_Passage to read_.
#####
Accompanying this is the notion of school inspections and associated ratings, standardised testing of children and performance pay for teachers. The Finnish example (number one as the world’s best education nation for the last 10 years) is contrary to the concept of competition as a means of improving performance.
School choice is seen as a means of increasing competition and allowing parents to access high quality education for their children. Yes it does for a relatively small number of wealthy and predominantly white parents. Of course the quality of education for carefully screened and selected pupils with engaged and highly driven parents paying $12,000 – $20,000 per year fees plus laptops, sports coaching fees, overseas tours and the like will be better than that provided by open access state schools.
In New Zealand, the newly promoted charter schools will not have to employ trained registered teachers nor will National Standards apply.
Standardised testing worldwide has seen schools teach to the test (11 + exam in England for the last 30 years) and causing schools to narrow the curriculum to concentrate on reading, writing, and maths. Arts, science, sport and social science become casualties. In some countries, standardised test results are linked to performance pay.
The Finnish system is based simply on equity in education – to provide a strong public education system where all children have access to good schools. All schools are equally provided for without a system of “haves and have not’s”.
#####
_Stated exercise 1_. According to the passage on education policy, which subjects become casualties when standardized testing narrows the curriculum?
_Stated exercise 2_. Using the reasons given in the passage on education policy, explain why the Finnish example runs contrary to the idea of competition as a way to improve performance.
_Stated exercise 3_. Extend the passage on education policy by writing what follows its final sentence.
#####
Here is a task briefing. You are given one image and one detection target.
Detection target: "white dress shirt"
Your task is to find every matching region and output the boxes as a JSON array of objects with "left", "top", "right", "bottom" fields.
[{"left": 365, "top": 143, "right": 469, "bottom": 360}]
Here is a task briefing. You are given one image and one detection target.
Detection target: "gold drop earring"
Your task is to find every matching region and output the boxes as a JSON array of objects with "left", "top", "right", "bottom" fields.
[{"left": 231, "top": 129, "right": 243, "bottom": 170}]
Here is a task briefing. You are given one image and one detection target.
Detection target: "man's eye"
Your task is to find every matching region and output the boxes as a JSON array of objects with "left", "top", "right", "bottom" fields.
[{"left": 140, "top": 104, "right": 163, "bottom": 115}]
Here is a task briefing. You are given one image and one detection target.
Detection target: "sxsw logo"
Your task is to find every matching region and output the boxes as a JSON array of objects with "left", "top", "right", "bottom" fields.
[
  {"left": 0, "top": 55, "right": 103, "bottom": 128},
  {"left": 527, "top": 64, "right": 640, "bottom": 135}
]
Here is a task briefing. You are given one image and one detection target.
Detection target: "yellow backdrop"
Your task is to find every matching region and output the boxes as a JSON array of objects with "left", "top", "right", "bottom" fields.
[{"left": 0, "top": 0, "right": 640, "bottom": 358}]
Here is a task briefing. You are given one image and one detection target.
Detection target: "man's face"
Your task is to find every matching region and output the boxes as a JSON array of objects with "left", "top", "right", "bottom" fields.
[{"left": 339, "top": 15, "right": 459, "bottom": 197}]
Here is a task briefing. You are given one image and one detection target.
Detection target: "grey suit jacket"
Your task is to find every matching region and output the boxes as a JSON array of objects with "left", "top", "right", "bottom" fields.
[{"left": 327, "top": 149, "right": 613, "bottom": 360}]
#####
_Task response 1_. Arts, science, sport, and social science.

_Task response 2_. Finland has ranked number one as the world's best education nation for the last 10 years. Its system is based on equity rather than competition: a strong public education system in which all children have access to good schools, and all schools are equally provided for without a system of "haves and have nots."

_Task response 3_.
Teaching is a hugely regarded profession with strong competition to enter teacher training with a Masters level entry qualification. The notion of competition and standardisation testing and competitive models is non-existent. Finnish teachers enjoy antonomy, professional trust and public respect. The Finnish government invests 30 times more in professional development of teachers then it does in testing pupils. They have adopted proven best practices from around the world. Pasi Galberg, the internationally renowned Finnish educator puts it well, “Without strong public schools, our nations and communities are poorly equipped to value humanity, equality and democracy. I think we should not educate children to be similar according to a standardised metric but help them discover their own talents and teach them to be different. Diversity is richness in humanity and a condition for innovation”.